**Do this:** Copy out only the lines from the one containing "Annotation guideline: for every instance of the blue upholstered" through the end of the entries, swapping "thickest" for "widest" and changing nothing else.

Data items
┄┄┄┄┄┄┄┄┄┄┄┄┄┄┄┄┄┄┄┄

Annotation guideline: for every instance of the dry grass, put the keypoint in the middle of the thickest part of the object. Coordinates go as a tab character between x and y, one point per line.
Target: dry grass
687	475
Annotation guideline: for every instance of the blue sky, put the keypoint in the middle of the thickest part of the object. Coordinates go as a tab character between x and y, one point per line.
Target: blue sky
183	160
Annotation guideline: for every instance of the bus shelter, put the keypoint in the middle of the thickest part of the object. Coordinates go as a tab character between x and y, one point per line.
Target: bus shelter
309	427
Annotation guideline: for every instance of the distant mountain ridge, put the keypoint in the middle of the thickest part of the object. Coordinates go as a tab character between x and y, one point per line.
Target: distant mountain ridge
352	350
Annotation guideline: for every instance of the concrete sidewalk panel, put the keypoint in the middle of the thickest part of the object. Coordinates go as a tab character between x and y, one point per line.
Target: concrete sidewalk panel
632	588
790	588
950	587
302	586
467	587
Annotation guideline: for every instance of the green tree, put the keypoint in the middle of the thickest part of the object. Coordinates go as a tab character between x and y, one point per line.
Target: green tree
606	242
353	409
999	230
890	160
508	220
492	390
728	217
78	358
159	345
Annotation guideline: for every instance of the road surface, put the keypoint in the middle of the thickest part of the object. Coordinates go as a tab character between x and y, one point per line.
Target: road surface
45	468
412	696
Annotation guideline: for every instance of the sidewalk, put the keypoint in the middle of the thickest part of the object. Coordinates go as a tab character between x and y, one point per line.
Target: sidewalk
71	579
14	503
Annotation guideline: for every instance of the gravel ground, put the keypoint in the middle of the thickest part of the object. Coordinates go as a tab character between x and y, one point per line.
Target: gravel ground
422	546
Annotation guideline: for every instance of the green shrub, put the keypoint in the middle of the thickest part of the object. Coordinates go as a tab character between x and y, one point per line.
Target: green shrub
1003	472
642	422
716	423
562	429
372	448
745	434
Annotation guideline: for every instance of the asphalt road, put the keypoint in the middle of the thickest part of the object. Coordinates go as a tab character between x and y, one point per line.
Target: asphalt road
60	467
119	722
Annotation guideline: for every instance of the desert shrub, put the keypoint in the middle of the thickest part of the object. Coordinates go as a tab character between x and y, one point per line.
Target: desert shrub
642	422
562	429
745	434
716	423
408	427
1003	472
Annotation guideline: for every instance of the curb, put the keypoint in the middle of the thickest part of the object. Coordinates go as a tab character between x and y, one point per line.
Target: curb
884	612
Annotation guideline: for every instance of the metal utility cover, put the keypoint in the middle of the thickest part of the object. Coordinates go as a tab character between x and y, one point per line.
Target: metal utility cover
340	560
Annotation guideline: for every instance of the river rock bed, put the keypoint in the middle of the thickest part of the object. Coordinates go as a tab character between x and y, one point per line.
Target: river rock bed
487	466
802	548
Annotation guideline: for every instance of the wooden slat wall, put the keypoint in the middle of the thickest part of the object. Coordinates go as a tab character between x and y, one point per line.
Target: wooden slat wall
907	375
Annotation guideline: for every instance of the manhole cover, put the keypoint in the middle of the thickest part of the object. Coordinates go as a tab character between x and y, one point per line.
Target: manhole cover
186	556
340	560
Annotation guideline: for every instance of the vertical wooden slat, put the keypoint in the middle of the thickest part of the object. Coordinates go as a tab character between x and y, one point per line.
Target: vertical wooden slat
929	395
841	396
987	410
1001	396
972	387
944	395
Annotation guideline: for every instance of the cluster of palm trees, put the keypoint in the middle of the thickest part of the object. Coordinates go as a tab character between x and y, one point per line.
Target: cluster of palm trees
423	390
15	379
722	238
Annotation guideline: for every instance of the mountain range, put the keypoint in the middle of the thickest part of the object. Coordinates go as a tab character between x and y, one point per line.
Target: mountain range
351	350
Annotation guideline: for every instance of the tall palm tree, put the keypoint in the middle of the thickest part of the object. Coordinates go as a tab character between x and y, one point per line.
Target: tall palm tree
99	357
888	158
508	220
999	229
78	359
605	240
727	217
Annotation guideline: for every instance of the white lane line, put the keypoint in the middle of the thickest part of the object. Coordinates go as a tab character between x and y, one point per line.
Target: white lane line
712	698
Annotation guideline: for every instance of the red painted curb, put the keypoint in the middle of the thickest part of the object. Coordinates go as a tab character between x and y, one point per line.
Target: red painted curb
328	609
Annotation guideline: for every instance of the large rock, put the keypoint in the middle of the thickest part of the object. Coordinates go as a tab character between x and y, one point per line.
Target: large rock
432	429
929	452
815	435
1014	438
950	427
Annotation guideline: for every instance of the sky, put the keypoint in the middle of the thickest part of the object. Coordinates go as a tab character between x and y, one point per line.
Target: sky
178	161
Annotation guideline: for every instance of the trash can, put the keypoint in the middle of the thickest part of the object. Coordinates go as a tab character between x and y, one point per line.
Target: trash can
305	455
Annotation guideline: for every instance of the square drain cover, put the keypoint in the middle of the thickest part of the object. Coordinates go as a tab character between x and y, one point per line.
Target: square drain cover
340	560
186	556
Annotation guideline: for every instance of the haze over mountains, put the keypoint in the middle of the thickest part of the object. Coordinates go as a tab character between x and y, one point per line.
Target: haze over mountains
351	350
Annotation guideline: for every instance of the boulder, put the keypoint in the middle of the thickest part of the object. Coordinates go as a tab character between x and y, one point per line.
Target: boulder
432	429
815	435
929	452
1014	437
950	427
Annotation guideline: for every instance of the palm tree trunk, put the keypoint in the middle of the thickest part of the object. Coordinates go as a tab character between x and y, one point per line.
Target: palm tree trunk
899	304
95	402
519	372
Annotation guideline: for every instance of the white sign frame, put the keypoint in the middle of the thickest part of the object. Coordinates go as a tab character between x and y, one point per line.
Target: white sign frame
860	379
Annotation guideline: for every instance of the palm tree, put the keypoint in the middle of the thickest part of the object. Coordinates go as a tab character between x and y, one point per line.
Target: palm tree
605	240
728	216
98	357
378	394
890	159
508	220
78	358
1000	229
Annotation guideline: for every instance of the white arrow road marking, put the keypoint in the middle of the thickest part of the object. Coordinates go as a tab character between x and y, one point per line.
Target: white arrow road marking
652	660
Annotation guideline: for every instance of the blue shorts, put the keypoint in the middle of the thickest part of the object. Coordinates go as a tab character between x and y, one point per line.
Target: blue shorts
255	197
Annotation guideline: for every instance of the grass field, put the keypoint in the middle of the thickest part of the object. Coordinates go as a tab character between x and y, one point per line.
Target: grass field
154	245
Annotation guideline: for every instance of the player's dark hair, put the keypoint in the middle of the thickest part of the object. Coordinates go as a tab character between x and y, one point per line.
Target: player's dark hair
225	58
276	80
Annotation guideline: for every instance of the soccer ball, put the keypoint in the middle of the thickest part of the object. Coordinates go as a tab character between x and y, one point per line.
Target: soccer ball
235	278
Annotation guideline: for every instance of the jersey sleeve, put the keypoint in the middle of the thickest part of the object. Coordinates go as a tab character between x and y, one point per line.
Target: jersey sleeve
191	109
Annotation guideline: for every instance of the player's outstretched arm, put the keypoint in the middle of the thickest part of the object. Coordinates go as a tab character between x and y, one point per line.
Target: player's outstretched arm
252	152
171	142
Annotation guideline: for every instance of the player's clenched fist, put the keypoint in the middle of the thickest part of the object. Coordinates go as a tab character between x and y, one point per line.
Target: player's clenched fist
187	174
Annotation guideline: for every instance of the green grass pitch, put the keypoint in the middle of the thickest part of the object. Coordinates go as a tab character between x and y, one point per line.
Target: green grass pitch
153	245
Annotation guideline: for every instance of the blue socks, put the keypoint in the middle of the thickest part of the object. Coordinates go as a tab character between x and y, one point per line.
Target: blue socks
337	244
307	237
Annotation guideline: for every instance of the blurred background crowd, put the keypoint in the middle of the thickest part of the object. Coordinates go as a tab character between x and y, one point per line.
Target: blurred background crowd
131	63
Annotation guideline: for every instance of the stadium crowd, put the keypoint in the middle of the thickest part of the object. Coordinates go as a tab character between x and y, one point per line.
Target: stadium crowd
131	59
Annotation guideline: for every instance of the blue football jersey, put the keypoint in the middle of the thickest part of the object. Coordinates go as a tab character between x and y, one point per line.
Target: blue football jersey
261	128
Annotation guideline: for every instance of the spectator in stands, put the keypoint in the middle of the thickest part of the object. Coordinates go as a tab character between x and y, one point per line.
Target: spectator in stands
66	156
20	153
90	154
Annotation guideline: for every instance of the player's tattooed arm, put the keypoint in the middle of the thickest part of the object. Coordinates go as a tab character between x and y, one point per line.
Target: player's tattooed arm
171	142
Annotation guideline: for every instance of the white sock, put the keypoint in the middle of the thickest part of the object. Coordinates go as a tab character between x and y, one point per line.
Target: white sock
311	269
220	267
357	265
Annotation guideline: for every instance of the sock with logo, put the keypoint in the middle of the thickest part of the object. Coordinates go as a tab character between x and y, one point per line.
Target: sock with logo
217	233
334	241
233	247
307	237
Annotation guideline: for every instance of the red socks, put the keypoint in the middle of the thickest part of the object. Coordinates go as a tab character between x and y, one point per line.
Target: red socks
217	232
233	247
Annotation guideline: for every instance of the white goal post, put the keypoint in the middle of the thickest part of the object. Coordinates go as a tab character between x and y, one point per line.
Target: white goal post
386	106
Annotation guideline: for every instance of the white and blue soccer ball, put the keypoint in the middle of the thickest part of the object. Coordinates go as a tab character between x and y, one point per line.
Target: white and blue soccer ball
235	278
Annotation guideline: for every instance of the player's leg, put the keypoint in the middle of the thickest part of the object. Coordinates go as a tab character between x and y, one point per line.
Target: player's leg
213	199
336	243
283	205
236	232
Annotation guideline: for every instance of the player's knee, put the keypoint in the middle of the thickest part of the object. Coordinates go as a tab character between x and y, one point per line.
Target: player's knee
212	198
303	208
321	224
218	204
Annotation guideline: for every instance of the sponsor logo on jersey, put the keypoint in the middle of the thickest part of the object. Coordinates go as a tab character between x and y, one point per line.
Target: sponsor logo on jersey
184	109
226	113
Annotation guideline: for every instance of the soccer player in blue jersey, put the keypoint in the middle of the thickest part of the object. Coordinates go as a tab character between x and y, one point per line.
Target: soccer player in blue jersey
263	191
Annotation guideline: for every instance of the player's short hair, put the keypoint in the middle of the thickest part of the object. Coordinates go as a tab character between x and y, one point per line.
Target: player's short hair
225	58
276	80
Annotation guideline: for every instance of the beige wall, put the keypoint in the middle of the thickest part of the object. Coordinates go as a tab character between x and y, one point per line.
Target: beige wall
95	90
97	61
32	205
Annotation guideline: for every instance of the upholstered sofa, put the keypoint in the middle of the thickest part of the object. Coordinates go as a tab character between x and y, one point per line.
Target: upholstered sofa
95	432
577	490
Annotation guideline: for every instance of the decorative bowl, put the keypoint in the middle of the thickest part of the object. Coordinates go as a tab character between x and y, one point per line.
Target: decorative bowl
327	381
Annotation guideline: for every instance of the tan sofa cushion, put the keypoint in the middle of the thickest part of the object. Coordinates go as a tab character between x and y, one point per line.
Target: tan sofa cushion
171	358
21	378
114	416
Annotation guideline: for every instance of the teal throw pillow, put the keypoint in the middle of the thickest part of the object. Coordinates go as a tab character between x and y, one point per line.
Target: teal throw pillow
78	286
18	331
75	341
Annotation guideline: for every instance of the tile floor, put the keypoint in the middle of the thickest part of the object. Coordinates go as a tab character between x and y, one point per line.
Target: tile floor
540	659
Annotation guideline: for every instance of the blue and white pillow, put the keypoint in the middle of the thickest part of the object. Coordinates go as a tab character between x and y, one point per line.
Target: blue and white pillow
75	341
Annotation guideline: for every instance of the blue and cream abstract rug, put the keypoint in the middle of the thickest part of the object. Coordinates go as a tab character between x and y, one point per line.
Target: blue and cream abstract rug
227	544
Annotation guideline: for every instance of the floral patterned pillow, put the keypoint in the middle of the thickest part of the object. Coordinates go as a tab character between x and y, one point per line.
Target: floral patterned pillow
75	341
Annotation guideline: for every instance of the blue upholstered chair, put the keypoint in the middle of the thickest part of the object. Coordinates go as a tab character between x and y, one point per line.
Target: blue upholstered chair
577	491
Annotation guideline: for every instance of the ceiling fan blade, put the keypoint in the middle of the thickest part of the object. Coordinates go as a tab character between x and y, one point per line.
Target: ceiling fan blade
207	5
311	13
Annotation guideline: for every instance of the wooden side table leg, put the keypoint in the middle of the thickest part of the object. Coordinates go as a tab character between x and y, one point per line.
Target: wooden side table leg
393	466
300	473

┄┄┄┄┄┄┄┄┄┄┄┄┄┄┄┄┄┄┄┄

**Result for this exercise:**
Annotation guideline: for every instance of the blue upholstered chair, put the keypoint in the middle of the widest part of the object. Coordinates go as a tab character between x and y, one point per line.
Target: blue upholstered chair
577	491
Annotation guideline: for every instance of the ceiling fan blade, put the keypoint in the middle of the widest part of the object. Coordinates go as a tab character between x and y, one point per line.
Target: ceiling fan blade
207	5
311	13
Annotation guideline: for every instance of the wooden side table leg, put the keypoint in the middle of the widest part of the object. Coordinates go as a tab character between x and y, one point per line.
Target: wooden side table leg
393	466
300	473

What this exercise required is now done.